With the line containing "If you could point to the beach" as the starting point, output the remaining lines of the data exactly as they are, through the last.

*** DATA TO USE Section Begins ***

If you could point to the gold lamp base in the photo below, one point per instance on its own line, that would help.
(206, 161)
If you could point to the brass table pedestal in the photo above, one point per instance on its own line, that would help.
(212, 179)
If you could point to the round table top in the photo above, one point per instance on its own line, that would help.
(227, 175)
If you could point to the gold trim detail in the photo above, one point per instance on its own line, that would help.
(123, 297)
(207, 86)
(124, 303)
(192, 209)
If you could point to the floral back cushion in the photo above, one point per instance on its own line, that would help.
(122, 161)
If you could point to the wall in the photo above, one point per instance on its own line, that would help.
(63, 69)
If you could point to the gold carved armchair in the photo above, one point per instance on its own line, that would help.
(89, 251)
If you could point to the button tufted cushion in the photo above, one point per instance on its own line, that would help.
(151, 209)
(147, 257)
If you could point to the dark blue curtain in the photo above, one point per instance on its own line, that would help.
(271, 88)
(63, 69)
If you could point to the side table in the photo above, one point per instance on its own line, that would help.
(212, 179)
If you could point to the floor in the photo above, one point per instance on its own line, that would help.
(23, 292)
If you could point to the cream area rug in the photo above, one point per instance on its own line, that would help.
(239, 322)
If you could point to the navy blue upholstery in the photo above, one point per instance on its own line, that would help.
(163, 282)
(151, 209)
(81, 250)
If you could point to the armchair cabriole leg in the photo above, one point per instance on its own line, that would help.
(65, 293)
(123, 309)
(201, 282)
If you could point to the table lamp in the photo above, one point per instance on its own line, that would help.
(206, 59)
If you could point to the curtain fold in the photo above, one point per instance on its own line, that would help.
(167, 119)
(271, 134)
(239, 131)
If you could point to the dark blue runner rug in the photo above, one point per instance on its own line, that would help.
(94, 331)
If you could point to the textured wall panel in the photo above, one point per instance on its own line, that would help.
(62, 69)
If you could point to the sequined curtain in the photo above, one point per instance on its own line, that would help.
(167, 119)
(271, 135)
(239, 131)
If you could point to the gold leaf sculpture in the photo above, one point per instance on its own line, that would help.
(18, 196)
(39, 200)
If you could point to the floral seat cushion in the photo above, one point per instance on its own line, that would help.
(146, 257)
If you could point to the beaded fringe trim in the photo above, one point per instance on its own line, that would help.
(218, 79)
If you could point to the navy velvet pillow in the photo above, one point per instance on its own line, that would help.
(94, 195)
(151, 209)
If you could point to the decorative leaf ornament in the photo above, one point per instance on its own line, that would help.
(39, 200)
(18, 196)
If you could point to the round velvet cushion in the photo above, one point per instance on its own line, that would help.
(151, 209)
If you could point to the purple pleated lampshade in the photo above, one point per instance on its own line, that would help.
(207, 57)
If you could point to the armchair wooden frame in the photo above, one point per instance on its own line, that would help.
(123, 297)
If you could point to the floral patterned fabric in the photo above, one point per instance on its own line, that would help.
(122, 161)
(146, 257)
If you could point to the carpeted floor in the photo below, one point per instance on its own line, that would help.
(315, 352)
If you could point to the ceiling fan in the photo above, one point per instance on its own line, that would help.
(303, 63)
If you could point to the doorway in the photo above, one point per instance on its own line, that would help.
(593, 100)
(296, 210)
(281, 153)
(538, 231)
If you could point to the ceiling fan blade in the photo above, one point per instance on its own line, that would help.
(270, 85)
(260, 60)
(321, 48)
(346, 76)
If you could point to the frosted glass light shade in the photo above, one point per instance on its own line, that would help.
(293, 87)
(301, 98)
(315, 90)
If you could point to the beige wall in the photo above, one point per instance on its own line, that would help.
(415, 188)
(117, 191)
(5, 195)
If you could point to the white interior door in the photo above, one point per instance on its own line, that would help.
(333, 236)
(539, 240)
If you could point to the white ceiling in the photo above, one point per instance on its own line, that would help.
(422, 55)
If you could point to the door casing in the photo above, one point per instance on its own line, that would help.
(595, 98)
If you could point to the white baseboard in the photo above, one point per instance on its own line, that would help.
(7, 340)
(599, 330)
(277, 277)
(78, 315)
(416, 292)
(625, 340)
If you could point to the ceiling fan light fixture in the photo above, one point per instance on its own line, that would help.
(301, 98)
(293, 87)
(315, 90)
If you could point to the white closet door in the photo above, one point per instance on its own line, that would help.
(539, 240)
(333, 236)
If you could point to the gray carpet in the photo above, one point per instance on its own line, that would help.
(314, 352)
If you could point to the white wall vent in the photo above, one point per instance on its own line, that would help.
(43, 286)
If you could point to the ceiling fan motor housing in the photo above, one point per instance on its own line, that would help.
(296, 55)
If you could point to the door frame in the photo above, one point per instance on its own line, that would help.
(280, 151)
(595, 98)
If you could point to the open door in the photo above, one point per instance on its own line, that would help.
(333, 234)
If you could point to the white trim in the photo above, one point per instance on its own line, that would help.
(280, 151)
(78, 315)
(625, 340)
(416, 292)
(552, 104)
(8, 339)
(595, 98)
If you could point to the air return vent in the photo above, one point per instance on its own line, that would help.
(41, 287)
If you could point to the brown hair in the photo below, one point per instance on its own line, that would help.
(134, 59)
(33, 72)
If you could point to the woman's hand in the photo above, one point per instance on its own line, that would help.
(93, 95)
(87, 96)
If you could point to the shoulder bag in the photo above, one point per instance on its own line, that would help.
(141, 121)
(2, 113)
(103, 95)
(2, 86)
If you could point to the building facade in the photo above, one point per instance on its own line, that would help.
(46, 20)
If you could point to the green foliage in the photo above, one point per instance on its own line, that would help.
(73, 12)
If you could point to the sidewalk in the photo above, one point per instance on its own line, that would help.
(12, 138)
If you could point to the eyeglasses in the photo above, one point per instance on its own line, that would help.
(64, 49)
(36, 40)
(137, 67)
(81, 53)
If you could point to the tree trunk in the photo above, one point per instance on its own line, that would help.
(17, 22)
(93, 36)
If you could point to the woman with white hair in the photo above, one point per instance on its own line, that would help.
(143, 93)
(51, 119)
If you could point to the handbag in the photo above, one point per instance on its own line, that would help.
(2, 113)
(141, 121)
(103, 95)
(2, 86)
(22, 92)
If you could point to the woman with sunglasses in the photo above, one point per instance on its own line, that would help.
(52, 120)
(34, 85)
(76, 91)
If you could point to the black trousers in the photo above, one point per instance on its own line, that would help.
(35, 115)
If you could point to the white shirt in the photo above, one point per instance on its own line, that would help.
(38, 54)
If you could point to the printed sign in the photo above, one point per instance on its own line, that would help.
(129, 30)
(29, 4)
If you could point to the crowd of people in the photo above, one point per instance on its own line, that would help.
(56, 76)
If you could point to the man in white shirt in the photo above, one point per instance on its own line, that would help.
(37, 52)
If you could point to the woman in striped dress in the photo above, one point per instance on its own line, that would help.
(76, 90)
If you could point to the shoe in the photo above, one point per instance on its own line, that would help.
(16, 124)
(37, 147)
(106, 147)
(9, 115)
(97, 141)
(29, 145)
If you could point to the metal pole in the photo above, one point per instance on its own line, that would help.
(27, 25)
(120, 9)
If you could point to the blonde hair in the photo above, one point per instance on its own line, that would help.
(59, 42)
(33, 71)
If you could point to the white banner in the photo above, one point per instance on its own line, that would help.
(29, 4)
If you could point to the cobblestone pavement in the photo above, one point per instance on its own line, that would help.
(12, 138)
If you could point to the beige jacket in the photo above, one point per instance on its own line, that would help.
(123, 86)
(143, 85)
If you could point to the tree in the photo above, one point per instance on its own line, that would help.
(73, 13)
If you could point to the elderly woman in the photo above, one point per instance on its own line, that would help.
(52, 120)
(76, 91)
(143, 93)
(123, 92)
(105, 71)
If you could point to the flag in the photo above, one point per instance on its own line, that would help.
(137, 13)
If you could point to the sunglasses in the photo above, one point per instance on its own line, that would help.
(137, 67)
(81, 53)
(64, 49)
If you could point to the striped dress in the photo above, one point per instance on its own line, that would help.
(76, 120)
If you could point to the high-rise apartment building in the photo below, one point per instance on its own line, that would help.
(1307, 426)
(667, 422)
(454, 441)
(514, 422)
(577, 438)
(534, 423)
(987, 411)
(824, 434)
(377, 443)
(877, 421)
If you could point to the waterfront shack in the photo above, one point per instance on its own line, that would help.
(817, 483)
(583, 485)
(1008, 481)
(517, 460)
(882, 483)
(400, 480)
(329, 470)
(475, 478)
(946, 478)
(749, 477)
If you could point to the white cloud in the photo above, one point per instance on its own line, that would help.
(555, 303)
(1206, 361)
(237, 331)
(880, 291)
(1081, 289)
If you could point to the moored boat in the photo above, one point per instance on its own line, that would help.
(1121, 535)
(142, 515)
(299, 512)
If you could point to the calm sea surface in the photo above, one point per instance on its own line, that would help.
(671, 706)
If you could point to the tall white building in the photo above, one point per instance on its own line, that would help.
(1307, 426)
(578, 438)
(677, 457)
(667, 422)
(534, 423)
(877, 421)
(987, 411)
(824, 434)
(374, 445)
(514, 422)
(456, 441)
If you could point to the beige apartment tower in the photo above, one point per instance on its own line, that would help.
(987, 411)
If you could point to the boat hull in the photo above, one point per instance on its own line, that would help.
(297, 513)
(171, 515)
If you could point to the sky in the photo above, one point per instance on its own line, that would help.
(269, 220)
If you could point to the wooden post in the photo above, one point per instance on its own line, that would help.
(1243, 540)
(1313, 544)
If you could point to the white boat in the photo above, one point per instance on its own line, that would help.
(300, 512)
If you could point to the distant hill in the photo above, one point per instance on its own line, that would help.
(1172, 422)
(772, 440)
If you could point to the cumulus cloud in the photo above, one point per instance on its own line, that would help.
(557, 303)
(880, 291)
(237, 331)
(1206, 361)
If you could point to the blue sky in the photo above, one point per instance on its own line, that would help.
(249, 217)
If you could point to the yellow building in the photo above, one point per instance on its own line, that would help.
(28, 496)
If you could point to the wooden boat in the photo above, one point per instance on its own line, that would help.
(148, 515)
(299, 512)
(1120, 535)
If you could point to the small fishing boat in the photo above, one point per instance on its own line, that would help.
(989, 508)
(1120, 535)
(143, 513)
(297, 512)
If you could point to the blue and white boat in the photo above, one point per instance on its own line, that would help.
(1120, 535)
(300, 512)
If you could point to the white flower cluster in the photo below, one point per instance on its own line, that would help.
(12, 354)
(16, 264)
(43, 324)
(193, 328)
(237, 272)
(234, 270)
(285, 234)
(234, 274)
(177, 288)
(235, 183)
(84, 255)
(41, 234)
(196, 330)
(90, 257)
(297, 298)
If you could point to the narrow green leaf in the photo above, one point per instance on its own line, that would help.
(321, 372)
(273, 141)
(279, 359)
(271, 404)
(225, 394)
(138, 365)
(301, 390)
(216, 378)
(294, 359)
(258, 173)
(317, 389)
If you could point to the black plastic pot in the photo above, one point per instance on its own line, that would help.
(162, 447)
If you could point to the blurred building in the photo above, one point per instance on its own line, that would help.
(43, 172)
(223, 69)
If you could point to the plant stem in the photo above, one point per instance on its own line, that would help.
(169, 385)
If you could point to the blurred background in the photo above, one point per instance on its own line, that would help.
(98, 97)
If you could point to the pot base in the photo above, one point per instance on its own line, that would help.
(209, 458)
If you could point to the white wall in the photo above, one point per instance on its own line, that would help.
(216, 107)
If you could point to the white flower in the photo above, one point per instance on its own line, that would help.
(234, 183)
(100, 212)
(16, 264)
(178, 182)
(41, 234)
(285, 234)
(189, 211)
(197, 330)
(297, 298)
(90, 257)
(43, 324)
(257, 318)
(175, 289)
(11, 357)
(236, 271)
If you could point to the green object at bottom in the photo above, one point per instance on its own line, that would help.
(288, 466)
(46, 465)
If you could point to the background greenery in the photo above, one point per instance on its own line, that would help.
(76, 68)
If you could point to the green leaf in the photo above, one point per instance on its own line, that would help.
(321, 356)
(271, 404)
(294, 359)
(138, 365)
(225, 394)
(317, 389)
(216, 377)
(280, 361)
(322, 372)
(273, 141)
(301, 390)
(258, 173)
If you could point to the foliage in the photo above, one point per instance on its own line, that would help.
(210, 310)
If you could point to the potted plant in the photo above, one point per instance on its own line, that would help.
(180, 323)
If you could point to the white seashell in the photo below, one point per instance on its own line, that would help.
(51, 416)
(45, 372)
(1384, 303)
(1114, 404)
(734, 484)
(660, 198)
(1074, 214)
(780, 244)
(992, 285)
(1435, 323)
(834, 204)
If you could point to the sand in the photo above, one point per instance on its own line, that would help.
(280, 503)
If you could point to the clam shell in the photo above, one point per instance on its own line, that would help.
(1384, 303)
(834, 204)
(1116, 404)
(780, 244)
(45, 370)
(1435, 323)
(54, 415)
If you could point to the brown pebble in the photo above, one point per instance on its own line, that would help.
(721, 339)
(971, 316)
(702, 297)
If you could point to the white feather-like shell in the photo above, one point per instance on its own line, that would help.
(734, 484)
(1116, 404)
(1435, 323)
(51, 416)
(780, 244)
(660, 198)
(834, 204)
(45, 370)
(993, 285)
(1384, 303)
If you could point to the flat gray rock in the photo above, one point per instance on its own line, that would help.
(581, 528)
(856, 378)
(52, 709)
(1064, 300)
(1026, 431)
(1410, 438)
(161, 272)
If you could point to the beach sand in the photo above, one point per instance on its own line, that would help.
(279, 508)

*** DATA TO USE Section Ends ***

• OUTPUT OF THE TASK:
If you could point to the beach sand in the photo above, one point per instance on its own line, that would help.
(279, 508)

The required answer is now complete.